- [About this task]: Would you please transcribe, exactly as written, the lines of the entries below starting at the one that holds "pin: the condensation" and ending at the one that holds "pin: the woman's fingernail, one", both included?

- [Records for processing]:
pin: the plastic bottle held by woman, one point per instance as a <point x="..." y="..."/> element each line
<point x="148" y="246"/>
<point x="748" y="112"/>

==

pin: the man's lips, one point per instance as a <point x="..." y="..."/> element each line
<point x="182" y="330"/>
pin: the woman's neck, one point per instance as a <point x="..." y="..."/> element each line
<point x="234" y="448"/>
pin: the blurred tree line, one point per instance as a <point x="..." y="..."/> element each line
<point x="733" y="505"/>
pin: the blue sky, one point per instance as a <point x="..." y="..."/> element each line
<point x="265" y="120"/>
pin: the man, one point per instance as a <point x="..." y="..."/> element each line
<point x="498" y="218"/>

---

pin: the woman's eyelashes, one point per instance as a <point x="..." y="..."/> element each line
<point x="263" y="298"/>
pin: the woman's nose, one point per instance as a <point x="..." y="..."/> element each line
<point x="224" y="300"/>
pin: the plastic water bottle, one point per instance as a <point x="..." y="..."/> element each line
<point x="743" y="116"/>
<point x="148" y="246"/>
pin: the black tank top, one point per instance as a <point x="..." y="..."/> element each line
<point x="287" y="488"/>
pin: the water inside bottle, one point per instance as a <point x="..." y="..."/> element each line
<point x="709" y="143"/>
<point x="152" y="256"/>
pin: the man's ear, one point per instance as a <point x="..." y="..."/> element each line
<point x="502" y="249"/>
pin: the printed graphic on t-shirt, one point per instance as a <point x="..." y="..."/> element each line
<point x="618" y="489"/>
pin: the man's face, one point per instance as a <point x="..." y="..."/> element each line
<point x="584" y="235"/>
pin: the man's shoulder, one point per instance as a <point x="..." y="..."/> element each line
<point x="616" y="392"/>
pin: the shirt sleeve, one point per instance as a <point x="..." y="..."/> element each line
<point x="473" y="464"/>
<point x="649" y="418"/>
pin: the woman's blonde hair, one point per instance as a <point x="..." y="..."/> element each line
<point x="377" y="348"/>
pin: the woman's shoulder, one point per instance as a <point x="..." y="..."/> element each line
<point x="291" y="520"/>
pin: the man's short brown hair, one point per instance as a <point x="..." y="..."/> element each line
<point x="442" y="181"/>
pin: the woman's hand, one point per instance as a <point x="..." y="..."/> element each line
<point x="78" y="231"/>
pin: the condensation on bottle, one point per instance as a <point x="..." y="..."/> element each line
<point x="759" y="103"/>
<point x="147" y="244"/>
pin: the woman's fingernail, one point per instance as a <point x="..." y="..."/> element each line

- [Solution for this task]:
pin: the condensation on bottle, one point per instance as a <point x="..." y="..."/> element each line
<point x="759" y="103"/>
<point x="147" y="244"/>
pin: the woman's fingernail, one point per instance as a <point x="..." y="..."/> element each line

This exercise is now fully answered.